ASSIGNMENT – Each record should be copied exactly, and none of them omitted.

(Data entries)
• • • • • • •

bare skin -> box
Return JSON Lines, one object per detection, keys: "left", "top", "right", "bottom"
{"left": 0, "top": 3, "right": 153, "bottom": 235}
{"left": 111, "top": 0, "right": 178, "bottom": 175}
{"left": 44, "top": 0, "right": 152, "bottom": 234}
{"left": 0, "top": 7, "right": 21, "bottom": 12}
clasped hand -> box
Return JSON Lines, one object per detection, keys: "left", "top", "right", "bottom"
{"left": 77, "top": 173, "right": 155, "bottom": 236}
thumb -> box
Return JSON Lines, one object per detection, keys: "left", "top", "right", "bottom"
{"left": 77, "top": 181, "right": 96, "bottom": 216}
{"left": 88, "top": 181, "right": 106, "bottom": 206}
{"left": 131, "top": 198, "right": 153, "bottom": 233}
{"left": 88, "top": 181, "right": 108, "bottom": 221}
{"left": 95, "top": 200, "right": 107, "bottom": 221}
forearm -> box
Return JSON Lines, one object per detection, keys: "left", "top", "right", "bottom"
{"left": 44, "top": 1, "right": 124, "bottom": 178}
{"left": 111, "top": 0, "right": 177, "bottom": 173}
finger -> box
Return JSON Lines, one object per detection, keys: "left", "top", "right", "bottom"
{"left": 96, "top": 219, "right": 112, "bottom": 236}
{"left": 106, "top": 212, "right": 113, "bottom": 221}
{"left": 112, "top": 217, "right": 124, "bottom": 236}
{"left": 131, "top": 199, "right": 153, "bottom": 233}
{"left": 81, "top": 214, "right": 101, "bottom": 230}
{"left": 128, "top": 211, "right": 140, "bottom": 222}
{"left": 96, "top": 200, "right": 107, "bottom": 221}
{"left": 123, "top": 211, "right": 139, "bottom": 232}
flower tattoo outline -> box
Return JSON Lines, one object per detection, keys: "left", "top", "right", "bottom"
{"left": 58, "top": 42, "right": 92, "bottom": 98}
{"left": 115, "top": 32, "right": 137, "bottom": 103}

• • • • • • •

SOLUTION FOR THIS TASK –
bare skin -> box
Return JSON Lines, one object per detection, keys: "left", "top", "right", "bottom"
{"left": 0, "top": 3, "right": 153, "bottom": 235}
{"left": 111, "top": 0, "right": 178, "bottom": 175}
{"left": 44, "top": 0, "right": 152, "bottom": 234}
{"left": 0, "top": 7, "right": 21, "bottom": 12}
clasped hand -> box
Return JSON Lines, one object per detection, keys: "left", "top", "right", "bottom"
{"left": 77, "top": 173, "right": 155, "bottom": 236}
thumb -> box
Return JSON Lines, one object per detection, keys: "left", "top", "right", "bottom"
{"left": 77, "top": 181, "right": 96, "bottom": 216}
{"left": 88, "top": 181, "right": 106, "bottom": 206}
{"left": 131, "top": 198, "right": 153, "bottom": 233}
{"left": 88, "top": 181, "right": 108, "bottom": 221}
{"left": 95, "top": 200, "right": 107, "bottom": 221}
forearm -> box
Return JSON Lines, one object per detection, keys: "left", "top", "right", "bottom"
{"left": 44, "top": 1, "right": 124, "bottom": 178}
{"left": 111, "top": 0, "right": 177, "bottom": 173}
finger -> box
Return JSON Lines, one object per detection, keys: "left", "top", "right", "bottom"
{"left": 96, "top": 219, "right": 112, "bottom": 236}
{"left": 106, "top": 212, "right": 113, "bottom": 221}
{"left": 112, "top": 217, "right": 124, "bottom": 236}
{"left": 131, "top": 199, "right": 153, "bottom": 233}
{"left": 81, "top": 214, "right": 101, "bottom": 230}
{"left": 128, "top": 211, "right": 140, "bottom": 222}
{"left": 96, "top": 200, "right": 107, "bottom": 221}
{"left": 123, "top": 211, "right": 139, "bottom": 232}
flower tattoo outline -> box
Return JSON Lines, one object per detection, keys: "left", "top", "right", "bottom"
{"left": 58, "top": 42, "right": 92, "bottom": 98}
{"left": 115, "top": 32, "right": 137, "bottom": 103}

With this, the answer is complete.